What you are asked to do: From the entries below, return exactly the lines beginning at the one that contains "Target: green grass" and ending at the one that contains "Return one point per instance of the rippled", both of them included, and only those lines.
+ + +
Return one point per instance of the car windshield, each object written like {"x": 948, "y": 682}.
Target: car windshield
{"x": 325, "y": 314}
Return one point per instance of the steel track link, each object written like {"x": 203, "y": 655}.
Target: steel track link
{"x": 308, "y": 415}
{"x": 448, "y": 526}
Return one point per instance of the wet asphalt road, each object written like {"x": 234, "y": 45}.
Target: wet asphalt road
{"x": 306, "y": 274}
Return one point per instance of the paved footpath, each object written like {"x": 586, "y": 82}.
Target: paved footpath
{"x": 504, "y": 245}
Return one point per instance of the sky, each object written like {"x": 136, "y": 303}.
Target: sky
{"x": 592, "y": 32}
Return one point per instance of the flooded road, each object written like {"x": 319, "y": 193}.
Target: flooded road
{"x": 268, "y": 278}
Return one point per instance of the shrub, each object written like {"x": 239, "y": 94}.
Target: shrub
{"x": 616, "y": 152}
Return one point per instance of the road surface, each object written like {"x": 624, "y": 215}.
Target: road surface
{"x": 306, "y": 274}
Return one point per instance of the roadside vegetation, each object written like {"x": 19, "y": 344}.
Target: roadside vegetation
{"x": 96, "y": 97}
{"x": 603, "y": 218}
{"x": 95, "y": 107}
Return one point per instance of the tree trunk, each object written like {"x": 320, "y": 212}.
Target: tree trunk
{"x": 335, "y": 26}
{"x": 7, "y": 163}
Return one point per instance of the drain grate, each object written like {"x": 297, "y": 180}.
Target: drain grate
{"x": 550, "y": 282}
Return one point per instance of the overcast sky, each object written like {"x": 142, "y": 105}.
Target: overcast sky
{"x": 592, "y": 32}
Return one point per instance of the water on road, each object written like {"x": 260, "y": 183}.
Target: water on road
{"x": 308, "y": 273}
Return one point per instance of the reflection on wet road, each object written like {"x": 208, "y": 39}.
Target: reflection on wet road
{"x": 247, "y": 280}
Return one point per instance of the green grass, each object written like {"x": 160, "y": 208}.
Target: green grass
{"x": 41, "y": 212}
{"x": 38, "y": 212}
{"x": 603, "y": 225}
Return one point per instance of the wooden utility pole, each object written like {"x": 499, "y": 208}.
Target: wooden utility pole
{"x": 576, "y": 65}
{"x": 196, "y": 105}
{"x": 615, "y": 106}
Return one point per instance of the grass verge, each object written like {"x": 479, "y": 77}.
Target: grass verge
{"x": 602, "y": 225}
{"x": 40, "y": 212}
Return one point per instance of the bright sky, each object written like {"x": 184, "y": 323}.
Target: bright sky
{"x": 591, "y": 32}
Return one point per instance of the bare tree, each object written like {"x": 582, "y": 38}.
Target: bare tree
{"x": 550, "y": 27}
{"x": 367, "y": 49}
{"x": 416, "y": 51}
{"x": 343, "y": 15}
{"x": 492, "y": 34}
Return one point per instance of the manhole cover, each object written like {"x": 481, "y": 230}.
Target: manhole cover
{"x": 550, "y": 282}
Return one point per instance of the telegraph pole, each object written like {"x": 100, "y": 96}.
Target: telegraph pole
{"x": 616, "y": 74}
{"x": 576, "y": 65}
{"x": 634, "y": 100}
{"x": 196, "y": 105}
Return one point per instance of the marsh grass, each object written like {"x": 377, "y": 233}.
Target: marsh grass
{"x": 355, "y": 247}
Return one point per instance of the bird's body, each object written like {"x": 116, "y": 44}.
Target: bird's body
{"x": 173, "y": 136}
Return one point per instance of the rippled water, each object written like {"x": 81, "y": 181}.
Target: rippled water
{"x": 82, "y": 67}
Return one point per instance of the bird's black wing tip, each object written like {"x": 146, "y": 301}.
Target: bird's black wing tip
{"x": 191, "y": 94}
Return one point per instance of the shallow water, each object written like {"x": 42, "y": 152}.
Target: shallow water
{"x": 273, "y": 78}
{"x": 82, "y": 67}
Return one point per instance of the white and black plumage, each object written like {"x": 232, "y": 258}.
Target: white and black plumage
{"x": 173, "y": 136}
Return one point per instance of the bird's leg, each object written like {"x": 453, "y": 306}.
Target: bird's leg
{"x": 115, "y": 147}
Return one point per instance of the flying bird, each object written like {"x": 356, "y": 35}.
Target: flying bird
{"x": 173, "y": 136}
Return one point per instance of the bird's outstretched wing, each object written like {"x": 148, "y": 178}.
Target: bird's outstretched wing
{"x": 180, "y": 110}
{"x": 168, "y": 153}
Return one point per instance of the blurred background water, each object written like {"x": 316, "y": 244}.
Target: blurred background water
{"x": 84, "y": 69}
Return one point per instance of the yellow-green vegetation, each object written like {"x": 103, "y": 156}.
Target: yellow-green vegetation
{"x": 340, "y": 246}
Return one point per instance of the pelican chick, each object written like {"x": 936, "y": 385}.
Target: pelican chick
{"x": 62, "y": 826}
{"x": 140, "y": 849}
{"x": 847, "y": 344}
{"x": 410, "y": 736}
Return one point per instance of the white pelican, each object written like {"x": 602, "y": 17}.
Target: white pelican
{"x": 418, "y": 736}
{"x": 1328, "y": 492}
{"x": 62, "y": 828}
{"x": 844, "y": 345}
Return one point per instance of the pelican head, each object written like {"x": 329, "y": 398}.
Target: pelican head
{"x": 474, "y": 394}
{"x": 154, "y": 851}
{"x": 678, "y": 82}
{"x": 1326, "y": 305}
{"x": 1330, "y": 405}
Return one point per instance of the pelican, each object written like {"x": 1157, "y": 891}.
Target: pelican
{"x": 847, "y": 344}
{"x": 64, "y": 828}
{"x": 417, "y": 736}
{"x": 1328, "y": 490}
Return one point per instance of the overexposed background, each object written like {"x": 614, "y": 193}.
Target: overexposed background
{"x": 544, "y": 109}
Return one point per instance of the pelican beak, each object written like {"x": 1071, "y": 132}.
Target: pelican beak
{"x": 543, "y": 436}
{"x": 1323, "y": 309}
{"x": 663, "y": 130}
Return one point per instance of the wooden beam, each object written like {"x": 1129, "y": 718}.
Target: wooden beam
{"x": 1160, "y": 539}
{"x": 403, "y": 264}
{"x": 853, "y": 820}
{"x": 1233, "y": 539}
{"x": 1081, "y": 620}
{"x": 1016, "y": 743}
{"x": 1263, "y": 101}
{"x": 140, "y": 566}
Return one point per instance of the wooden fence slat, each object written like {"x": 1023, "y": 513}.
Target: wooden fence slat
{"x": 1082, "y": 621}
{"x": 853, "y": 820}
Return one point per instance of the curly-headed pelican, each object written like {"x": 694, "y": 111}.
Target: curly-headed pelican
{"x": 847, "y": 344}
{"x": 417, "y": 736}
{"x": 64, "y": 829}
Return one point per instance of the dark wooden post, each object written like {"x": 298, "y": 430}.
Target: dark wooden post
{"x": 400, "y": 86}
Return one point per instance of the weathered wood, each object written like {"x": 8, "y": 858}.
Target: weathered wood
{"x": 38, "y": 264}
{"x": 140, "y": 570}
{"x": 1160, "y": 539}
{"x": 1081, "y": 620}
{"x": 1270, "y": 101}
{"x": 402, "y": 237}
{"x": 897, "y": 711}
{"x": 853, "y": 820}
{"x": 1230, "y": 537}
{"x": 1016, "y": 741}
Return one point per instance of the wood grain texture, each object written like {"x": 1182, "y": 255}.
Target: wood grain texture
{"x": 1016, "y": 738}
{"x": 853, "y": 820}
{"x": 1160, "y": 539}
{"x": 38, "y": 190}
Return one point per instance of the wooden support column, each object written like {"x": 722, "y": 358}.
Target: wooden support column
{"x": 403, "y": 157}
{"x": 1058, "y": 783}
+ + +
Solution to this exercise:
Target: green grass
{"x": 41, "y": 212}
{"x": 38, "y": 212}
{"x": 603, "y": 225}
Return one point per instance of the wooden utility pole, each object written like {"x": 499, "y": 208}.
Target: wooden utility pole
{"x": 576, "y": 65}
{"x": 196, "y": 105}
{"x": 615, "y": 106}
Return one point per instance of the grass verge, each object written like {"x": 479, "y": 77}.
Target: grass verge
{"x": 602, "y": 225}
{"x": 40, "y": 212}
Return one point per instance of the bright sky, each object written like {"x": 184, "y": 323}.
Target: bright sky
{"x": 591, "y": 32}
Return one point per instance of the bare tree, each object written like {"x": 582, "y": 38}.
Target: bare tree
{"x": 550, "y": 27}
{"x": 367, "y": 49}
{"x": 416, "y": 51}
{"x": 343, "y": 15}
{"x": 492, "y": 34}
Return one point per instance of the manhole cover, each object written like {"x": 481, "y": 230}.
Target: manhole cover
{"x": 550, "y": 282}
Return one point per instance of the telegraph pole, each object written like {"x": 100, "y": 96}.
Target: telegraph pole
{"x": 616, "y": 74}
{"x": 576, "y": 65}
{"x": 634, "y": 100}
{"x": 196, "y": 105}
Return one point per instance of the marsh grass, each object written like {"x": 377, "y": 233}.
Target: marsh grass
{"x": 355, "y": 247}
Return one point per instance of the bird's body, each object written like {"x": 116, "y": 44}.
Target: bird's body
{"x": 173, "y": 136}
Return one point per instance of the rippled water, each object written like {"x": 81, "y": 181}.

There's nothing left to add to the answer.